Dois historiadores polacos estão sendo julgados por difamação devido a um estudo acadêmico sobre o comportamento polaco durante a segunda guerra mundial, um caso cujo desfecho poderá determinar o destino de pesquisas independentes sobre o Holocausto no país.
Uma intenção legislativa que gerou uma forte disputa diplomática com Israel e que acabou por cair.
O caso que envolve os dois historiadores é de difamação civil, julgado sob uma lei preexistente, mas vários estudiosos acreditam que abrirá um precedente na liberdade de pesquisa sobre o Holocausto.
Barbara Engelking é historiadora no Centro Polaco para a Pesquisa do Holocausto, em Varsóvia, e Jan Grabowski, filho de um judeu polaco sobrevivente, é professor de História na Universidade de Otawa, no Canadá.

EXTRATO DE DADOS:
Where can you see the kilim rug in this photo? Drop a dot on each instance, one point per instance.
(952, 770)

TAREFA 1: Retorne, sem nenhuma alteração, o trecho do texto sobre o processo contra os historiadores de "Barbara Engelking é" a "Otawa, no Canadá.".
TAREFA 2: Segundo o texto sobre o processo contra os historiadores, em que universidade Jan Grabowski é professor de História?

SOLUÇÃO 1:
Barbara Engelking é historiadora no Centro Polaco para a Pesquisa do Holocausto, em Varsóvia, e Jan Grabowski, filho de um judeu polaco sobrevivente, é professor de História na Universidade de Otawa, no Canadá.

SOLUÇÃO 2: Na Universidade de Otawa, no Canadá.